Ambassador Jaime S.
Bautista, Doctor of laws
ON THE BANGSAMORO IDENTITY
The
completion of the peace process with the Muslim Islamic Liberation Front (MILF)
in 2014 appears to be a priority task of the Philippine Government because the
absence of peace and security has hampered development in Mindanao and is one
of the root causes of poverty in parts of Mindanao.
The
early conclusion of the peace agreement may also allow the whole country to
benefit more fully from the ASEAN Economic Community scheduled to be in place
by the end of 2015, by taking advantage of the southern Philippines’
geographical proximity to Brunei, Indonesia and
Malaysia for trade/transport corridors, developing Mindanao as a
breadbasket for the BIMP/EAGA (Brunei Darussalam, Malaysia, Philippines - East
ASEAN Growth Area) and promoting tourism for Archipelagic ASEAN.
The
Framework Agreement on the Bangsamoro (FAB) has sought to create a new
political entity (NPE) acceptable to the MILF, but without conceding statehood
to this NPE, which would pose a threat to the territorial integrity of the
Republic of the Philippines.
During
the twentieth century, the constituent states of the Union of Soviet Socialist
Republics and of the Socialist Federal Republic of Yugoslavia succeeded in obtaining
independence. Many other entities
aspired to statehood but without success, among which was the Euskadi Ta Askatasuna (Basque Homeland
and Freedom or ETA), the armed terrorist organization in the Basque autonomous
region of Spain.

- **TASK SET**:
[a] According to the essay on the Bangsamoro identity, by when is the ASEAN Economic Community scheduled to be in place?
[b] Write the next passage of the essay on the Bangsamoro identity, picking up after its final sentence.

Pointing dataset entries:
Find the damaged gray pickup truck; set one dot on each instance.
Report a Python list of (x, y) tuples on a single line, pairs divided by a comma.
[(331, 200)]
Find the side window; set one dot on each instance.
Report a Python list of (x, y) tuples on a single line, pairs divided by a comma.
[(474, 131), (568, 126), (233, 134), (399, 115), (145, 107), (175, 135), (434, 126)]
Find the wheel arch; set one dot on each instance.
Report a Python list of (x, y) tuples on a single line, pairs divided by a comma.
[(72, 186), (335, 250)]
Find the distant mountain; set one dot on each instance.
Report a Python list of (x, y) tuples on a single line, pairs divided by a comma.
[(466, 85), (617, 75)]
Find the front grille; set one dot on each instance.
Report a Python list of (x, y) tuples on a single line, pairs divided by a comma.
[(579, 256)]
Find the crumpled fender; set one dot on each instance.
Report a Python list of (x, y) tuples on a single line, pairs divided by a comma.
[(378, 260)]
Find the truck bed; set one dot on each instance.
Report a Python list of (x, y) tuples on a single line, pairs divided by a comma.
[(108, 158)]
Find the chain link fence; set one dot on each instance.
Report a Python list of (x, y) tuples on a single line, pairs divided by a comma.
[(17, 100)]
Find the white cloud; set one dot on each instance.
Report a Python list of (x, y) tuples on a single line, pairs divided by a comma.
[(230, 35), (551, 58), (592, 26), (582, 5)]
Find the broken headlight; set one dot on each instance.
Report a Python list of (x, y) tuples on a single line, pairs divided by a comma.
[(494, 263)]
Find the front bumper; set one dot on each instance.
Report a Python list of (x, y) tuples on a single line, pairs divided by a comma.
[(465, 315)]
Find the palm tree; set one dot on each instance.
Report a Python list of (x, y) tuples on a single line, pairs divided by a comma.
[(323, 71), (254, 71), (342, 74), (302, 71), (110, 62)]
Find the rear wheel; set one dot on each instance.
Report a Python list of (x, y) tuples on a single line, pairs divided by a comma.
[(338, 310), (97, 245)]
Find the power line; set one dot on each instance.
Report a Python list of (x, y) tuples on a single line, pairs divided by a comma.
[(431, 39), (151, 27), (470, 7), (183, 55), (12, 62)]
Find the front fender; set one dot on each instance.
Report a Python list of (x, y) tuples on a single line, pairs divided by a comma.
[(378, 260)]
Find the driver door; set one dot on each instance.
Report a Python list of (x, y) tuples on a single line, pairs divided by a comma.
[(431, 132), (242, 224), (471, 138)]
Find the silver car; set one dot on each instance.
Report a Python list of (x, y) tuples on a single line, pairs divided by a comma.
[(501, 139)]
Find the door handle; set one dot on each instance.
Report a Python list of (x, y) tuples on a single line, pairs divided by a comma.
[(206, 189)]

- **EXERCISE RESULTS**:
[a] By the end of 2015.

[b]
A
more recent example of an entity wishing to obtain statehood and independence
is the Independentisme Catala, a
separatist movement in Catalonia located in northeast Spain. Spain is governed by its 1978 Constitution
and has a unitary government with a Parliament in Madrid. The Central Government
has devolved self-governance to its 17 autonomous regions in accordance with
the Constitution but none of them can unilaterally break away.
Catalonia
has a population of 7.5 million people and is composed of four provinces,
including Barcelona where the regional Parliament is located and where the
movement has the strongest support.
Last December, Catalan President Artur Mas announced that the four
pro-independence parties, which hold a majority in the regional Parliament, had
agreed to hold a referendum on 9 November 2014, which would ask Catalan voters
a two-part referendum question: Do you
want Catalonia to become a state? Do you
want that state to be independent? He
explained that this date was chosen to allow for discussions with the Spanish
government “to stage the consultation legally.”
The
Spanish Prime Minister, Mariano Rajoy replied that the referendum would be
considered illegal and that any discussion or debate on this was out of the
question. The position of the Spanish
government is that this referendum requires prior constitutional procedures and
authorization by the State, and is a matter for every Spanish citizen to be
consulted because it is up to all the Spanish citizens to determine the
territorial organization of the State.
Support
for Catalan independence is attributed to the notion that Catalonia is a
nation, derived from contemporary political and cultural ideology based on the
history of Catalonia, the Catalan language, and Catalan traditions. However, in a judgment dated 28 June 2010,
the Constitutional Court of
Spain
declared as without any legal effect references to “Catalonia as a nation” and
the “national reality of Catalonia” expressed in the 2006 Statute of Autonomy
of Catalonia.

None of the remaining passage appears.